Posted to dev@beam.apache.org by enrico canzonieri <ec...@gmail.com> on 2019/08/15 23:22:57 UTC

JobServer JobInvocation for Flink portable runner blocks on job completion

Hello,

while launching Flink jobs using the PortableRunner I noticed that jobs are
marked by Beam as state RUNNING before actually running on Flink. The issue
doesn't seem specific to the Flink Runner though:
https://github.com/apache/beam/blob/e5e9cab009ef81045b587b2b582c72cf2522df9b/runners/java-fn-execution/src/main/java/org/apache/beam/runners/fnexecution/jobsubmission/JobInvocation.java#L90

I'd assume the TODO in the code is referring exactly to this issue. For
Flink specifically I guess that one of the problems is that jobs are
submitted using a blocking API from the BeamFlinkRemoteStreamEnvironment
<https://github.com/apache/beam/blob/ae83448597f64474c3f5754d7b8e3f6b02347a6b/runners/flink/src/main/java/org/apache/beam/runners/flink/FlinkExecutionEnvironments.java#L361>.
So we essentially never return from the job submission, unless the job is
completed (never for streaming) or it's cancelled or failed. A possible
solution to this is to set the Flink client as detached and return a
JobSubmissionResult instead of a JobExecutionResult and then have a Future
or event loop that tracks the actual job execution and changes the job
state accordingly.

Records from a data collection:
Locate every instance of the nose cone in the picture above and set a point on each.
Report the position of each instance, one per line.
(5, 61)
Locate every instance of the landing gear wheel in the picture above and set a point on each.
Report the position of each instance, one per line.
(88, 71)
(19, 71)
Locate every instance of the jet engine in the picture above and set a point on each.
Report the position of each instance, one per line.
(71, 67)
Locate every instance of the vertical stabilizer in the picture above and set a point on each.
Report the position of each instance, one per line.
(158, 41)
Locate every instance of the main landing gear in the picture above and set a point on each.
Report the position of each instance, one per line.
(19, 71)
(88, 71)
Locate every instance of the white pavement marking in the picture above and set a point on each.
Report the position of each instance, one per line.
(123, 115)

# PROBLEM TO WORK ON
Answer these questions about the mailing-list post on the Flink portable runner:
1. What state does Beam assign to jobs before they actually run on Flink?
2. Which environment submits jobs through a blocking API?
3. In the proposed fix, what would be returned instead of a JobExecutionResult?

# RESULT FOR THIS TASK
1. RUNNING
2. The BeamFlinkRemoteStreamEnvironment
3. A JobSubmissionResult